What you should do - Please transcribe the data below exactly. Leave the pictures out.

Supplied records -
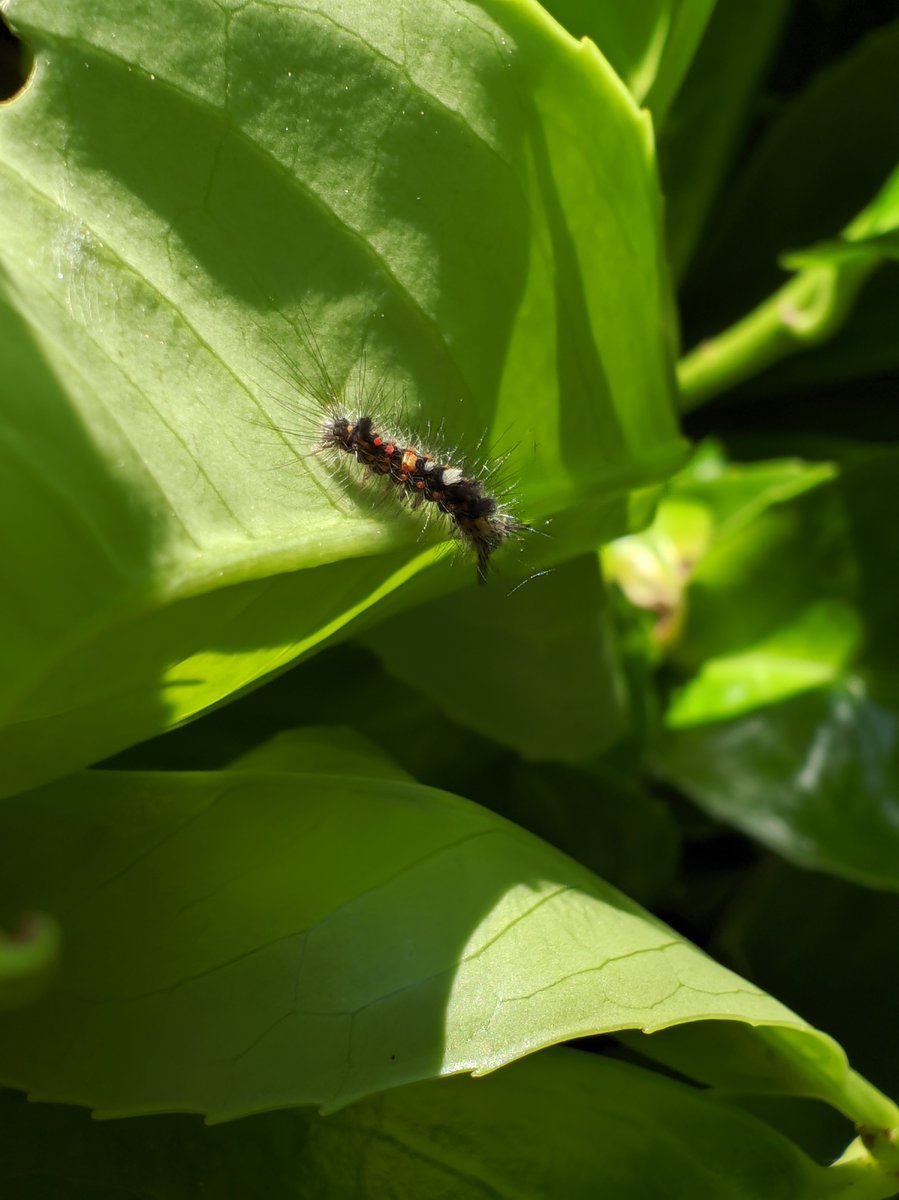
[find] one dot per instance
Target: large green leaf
(795, 958)
(251, 940)
(561, 1123)
(180, 197)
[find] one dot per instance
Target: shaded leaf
(239, 942)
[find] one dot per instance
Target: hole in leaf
(16, 63)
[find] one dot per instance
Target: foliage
(297, 820)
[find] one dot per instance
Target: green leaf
(28, 959)
(795, 958)
(649, 45)
(783, 719)
(565, 1123)
(706, 126)
(813, 778)
(551, 637)
(859, 197)
(181, 202)
(559, 1123)
(238, 942)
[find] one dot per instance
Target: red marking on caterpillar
(479, 520)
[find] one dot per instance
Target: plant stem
(808, 309)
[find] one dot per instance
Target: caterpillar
(479, 519)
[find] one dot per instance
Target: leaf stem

Exercise output -
[find] one dot per instance
Target: large green leaf
(795, 958)
(251, 940)
(561, 1123)
(180, 197)
[find] one dot per instance
Target: shaded leaf
(239, 942)
[find] one dot per instance
Target: hole in leaf
(16, 63)
[find] one dot per instance
Target: foliage
(297, 820)
[find] one dot per instance
Target: green leaf
(28, 959)
(795, 958)
(649, 45)
(783, 719)
(565, 1123)
(706, 126)
(813, 778)
(551, 637)
(859, 197)
(181, 202)
(559, 1123)
(238, 942)
[find] one dot per instance
Target: red marking on caterpillar
(479, 520)
[find] one dot per instance
Target: plant stem
(808, 309)
[find] one dot per instance
Target: caterpillar
(479, 519)
[find] one dot per instance
Target: leaf stem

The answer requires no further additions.